- Условие задачи -
Ответьте по фрагменту о Верещагине в Японии, помещенному ниже:
(a) В какой посуде чай подают в вагон?
(b) Сколько стоит чай и что входит в эту цену?
(c) Что в культуре Японии особенно нравится Верещагину?

В.В. Верещагин. Фотография (1897)

Верещагину-бытописателю интересно всё: традиции, предметы обихода, жизненный уклад... Некоторые его описания и вовсе тянут на юмористические миниатюры.

«Поезд пошел очень быстро, и сравнить нельзя с черепашьим ходом наших русских железных дорог, особенно хорошо то, что на станции стоят неподолгу. Носильщики разного товара выкрикивают его: газеты, закуски, питья и чай. Этот последний подается в вагон в маленьких глиняных чайничках очень милой формы с маленькой чашечкой. Чай зеленый, японский, тут, конечно, низшего качества, но мне все-таки понравившийся, так что я стал частенько прикладываться к нему. Сахара не полагается, и все удовольствие стоит 3 сента, т. е. 3 копейки на наши деньги, считая в том числе и стоимость чайника с чашкой, которые обыкновенно по миновании процедуры питья выбрасываются. Такие милые вещи, и так безжалостно уничтожаются, думал я вначале, но потом и сам стал распоряжаться так же. Одна путешественница рассказывает, что между ее спутниками-японцами нашлось такому чайнику другое употребление: несмотря на присутствие дам, он сначала подержал посудину несколько времени под собой и потом уже бросил с содержимым за окно» .

Но художник остается художником: в первую очередь его интересует культура Японии, которой он восхищается, несмотря на патриотические чувства (проницательный и опытный человек, Верещагин, конечно, понимал, что война неизбежна). Особенно ему нравятся древние храмы.

- Перечень данных -
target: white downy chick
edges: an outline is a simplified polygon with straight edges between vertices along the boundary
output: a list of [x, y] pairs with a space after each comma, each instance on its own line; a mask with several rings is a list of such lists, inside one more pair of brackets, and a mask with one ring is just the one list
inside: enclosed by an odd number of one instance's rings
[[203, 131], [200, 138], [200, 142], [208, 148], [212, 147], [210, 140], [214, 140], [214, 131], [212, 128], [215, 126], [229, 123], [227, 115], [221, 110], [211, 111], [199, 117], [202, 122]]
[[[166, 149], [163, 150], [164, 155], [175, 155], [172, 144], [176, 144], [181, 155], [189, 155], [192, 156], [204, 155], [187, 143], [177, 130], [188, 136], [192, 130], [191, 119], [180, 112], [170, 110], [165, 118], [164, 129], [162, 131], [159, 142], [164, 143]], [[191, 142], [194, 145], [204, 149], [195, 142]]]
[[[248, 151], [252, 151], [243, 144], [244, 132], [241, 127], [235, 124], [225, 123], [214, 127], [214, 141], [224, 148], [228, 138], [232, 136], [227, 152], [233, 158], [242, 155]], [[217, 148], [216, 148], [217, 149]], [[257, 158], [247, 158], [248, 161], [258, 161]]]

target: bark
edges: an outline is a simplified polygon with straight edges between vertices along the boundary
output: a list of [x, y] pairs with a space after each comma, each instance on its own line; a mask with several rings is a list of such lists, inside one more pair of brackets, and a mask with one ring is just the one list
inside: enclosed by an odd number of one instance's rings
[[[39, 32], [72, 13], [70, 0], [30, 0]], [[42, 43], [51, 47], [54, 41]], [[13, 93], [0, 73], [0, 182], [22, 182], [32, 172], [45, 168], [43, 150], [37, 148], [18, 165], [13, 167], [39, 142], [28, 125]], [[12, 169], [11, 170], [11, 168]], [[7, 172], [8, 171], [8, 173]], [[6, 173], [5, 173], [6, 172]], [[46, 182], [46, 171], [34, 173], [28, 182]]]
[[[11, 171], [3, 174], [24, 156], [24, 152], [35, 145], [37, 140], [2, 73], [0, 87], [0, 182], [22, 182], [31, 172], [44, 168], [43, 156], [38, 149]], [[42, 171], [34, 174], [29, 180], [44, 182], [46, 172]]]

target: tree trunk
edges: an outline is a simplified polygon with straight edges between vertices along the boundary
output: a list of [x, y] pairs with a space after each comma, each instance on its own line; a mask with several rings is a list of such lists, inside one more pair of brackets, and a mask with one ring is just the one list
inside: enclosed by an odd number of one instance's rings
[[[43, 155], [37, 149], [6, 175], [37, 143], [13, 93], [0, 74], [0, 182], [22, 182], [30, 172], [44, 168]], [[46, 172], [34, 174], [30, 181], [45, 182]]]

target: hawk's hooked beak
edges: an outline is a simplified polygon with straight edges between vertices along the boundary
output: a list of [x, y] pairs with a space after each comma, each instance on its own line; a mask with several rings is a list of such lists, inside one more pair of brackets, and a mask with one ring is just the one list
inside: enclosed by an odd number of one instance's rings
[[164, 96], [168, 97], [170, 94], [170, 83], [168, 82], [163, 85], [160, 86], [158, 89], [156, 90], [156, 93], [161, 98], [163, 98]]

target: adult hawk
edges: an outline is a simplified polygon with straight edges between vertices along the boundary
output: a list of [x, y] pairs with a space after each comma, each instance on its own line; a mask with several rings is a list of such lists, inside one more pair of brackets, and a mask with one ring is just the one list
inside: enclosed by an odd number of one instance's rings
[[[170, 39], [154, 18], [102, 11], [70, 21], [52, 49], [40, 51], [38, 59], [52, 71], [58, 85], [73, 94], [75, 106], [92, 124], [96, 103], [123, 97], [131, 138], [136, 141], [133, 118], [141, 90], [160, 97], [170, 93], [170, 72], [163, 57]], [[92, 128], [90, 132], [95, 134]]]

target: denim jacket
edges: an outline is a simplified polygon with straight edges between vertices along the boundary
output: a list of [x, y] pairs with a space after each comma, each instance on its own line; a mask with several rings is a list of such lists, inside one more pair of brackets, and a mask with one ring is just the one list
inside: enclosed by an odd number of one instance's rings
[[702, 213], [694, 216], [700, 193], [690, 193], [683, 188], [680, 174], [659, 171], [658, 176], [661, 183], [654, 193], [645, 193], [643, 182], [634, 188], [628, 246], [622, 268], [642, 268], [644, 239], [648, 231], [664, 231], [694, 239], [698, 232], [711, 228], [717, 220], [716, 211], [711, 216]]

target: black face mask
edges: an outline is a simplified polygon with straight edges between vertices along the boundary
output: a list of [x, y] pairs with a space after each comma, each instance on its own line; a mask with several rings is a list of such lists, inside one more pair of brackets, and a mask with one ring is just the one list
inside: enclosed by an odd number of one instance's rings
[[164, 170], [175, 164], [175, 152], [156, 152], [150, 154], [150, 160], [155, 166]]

- Письменный ответ -
(a) В маленьких глиняных чайничках очень милой формы с маленькой чашечкой.
(b) 3 сента, то есть 3 копейки на русские деньги; в цену входит и стоимость чайника с чашкой.
(c) Древние храмы.